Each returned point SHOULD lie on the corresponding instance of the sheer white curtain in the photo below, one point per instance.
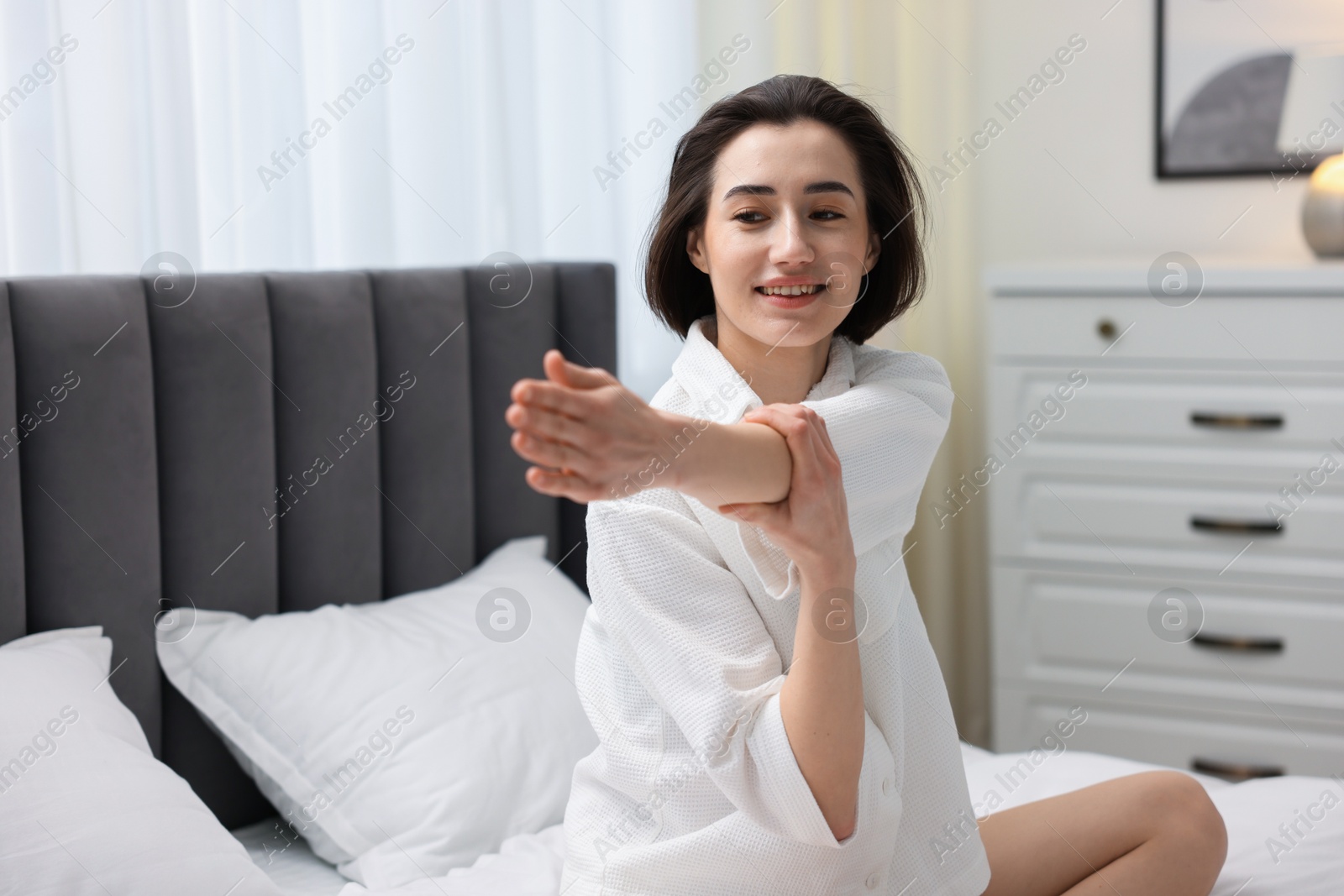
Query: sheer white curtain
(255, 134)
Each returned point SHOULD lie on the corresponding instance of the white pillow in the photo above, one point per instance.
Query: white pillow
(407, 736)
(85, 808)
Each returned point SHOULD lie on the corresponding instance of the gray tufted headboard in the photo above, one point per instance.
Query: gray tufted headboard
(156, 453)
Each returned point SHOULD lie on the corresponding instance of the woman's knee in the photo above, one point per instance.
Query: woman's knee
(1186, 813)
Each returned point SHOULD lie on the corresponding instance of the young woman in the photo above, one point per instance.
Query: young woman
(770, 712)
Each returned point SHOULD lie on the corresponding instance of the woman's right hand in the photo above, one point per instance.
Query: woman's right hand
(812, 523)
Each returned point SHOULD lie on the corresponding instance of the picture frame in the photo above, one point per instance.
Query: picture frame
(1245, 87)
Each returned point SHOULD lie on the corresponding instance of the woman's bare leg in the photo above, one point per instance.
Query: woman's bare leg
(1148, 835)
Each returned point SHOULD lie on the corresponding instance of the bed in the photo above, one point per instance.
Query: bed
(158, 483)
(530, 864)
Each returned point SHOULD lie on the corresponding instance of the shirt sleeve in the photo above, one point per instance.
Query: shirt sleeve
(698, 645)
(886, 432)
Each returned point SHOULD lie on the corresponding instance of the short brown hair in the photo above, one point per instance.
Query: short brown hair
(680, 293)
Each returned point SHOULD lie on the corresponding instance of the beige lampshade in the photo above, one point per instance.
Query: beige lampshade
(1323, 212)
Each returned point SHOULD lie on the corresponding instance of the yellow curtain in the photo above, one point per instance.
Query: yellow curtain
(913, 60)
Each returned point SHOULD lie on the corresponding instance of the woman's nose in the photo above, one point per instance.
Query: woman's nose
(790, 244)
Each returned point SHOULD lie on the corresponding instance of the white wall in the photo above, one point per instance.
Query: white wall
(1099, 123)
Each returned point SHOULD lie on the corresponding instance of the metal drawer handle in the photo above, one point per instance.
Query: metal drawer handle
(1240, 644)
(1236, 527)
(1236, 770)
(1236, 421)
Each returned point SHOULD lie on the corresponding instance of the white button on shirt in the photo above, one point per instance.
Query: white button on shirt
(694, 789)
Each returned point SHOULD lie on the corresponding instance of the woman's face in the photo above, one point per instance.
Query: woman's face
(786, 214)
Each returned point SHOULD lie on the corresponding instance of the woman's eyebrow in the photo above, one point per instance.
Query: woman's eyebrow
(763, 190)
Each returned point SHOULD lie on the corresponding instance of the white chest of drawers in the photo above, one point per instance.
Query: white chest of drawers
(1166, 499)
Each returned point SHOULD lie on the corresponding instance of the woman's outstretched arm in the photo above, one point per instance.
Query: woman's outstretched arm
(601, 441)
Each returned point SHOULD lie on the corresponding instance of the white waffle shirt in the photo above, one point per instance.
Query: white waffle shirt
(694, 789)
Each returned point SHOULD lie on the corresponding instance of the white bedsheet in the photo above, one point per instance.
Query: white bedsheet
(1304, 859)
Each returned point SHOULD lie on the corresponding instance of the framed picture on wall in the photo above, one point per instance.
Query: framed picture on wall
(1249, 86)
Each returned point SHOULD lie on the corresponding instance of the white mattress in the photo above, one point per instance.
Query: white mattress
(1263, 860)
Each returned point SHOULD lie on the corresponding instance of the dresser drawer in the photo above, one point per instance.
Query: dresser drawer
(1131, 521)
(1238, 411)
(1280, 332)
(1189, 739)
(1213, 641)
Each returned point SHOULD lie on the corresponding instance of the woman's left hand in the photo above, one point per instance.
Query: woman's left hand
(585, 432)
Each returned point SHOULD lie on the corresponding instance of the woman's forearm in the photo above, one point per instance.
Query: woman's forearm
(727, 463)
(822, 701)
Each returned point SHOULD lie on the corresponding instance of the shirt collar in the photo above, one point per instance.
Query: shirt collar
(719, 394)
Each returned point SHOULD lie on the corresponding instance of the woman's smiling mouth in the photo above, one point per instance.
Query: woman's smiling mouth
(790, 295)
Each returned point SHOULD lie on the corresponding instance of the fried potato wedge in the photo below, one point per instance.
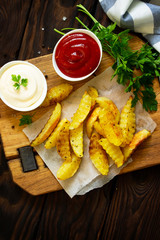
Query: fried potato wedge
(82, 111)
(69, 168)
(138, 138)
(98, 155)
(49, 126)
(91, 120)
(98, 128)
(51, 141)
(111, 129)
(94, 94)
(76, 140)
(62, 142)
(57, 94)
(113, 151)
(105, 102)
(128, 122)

--

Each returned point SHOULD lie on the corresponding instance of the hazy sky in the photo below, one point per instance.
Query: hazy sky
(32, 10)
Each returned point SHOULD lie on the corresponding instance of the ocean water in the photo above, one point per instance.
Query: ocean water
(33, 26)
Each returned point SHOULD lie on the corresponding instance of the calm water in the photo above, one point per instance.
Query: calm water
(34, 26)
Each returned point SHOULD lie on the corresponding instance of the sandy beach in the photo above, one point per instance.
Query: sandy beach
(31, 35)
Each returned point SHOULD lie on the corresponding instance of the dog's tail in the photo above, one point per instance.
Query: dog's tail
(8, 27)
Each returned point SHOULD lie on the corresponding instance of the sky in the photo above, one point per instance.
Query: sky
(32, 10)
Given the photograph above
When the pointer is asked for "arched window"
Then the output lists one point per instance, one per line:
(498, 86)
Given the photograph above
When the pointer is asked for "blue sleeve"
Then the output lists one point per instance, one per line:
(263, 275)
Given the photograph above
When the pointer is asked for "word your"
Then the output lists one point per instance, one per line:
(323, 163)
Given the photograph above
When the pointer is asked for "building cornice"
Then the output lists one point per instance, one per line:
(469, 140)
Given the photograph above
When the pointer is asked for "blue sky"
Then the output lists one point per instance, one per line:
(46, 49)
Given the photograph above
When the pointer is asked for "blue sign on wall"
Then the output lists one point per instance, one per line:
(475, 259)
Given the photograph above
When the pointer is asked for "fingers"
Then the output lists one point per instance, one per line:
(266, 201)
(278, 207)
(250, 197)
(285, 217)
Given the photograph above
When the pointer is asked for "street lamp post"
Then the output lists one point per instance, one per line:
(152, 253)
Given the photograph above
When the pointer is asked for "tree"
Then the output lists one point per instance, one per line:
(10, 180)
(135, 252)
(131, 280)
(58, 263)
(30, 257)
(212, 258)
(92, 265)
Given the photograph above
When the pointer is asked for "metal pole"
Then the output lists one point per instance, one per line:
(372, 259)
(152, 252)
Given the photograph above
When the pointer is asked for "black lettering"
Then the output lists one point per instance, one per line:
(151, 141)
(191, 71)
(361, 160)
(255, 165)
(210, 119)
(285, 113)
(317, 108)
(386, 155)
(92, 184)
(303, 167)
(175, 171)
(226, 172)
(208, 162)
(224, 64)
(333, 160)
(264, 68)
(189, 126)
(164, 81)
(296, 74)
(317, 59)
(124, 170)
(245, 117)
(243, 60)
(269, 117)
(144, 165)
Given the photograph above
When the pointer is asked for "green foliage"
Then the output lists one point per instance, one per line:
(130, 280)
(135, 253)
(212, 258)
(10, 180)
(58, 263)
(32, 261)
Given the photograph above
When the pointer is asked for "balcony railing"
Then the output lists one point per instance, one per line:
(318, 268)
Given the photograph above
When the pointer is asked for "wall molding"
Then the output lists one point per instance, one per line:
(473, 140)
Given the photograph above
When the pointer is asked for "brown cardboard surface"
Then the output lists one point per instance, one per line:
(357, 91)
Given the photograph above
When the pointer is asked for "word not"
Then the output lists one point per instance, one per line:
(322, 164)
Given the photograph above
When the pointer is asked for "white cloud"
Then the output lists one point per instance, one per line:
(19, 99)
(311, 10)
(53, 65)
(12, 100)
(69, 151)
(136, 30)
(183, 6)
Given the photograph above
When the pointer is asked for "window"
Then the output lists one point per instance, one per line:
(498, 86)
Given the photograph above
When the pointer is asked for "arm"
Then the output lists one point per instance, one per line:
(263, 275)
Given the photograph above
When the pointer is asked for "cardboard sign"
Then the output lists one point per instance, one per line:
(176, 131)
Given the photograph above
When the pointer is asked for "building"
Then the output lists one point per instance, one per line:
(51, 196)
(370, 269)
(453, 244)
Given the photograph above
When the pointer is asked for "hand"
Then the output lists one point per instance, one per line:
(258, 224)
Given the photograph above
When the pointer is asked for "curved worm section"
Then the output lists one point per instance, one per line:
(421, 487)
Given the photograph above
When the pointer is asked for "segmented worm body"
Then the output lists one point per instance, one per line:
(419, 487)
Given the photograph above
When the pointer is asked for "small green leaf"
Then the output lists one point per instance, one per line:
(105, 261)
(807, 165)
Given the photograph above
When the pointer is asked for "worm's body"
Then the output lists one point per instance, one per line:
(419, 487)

__Task objective__
Beginning with the line that contains "of the sheer" and ending with the line that contains "the woman's right", reproduce the listing exactly, pictures excluded.

__Exercise result__
Each returned point SHOULD lie on the corresponding instance of the sheer white curtain in the photo below, one point per instance.
Query: sheer white curtain
(255, 134)
Each returned point SHOULD lie on the corresponding instance of the white pillow in the photo above, one point per instance.
Query: white pillow
(407, 736)
(85, 808)
Each returned point SHOULD lie on the corresponding instance of the gray tufted headboard in the photo above, one point per instance.
Query: gray tufted headboard
(156, 453)
Each returned point SHOULD lie on the corresponding instance of the woman's knee in the photo above, one point per instance.
Query: woman's knee
(1186, 813)
Each returned point SHOULD lie on the corresponding instance of the young woman in the photo above, one point per instance.
Query: young woman
(770, 712)
Each returned point SHOULD lie on the corresponding instance of the woman's right hand in the photo above, one point per instance.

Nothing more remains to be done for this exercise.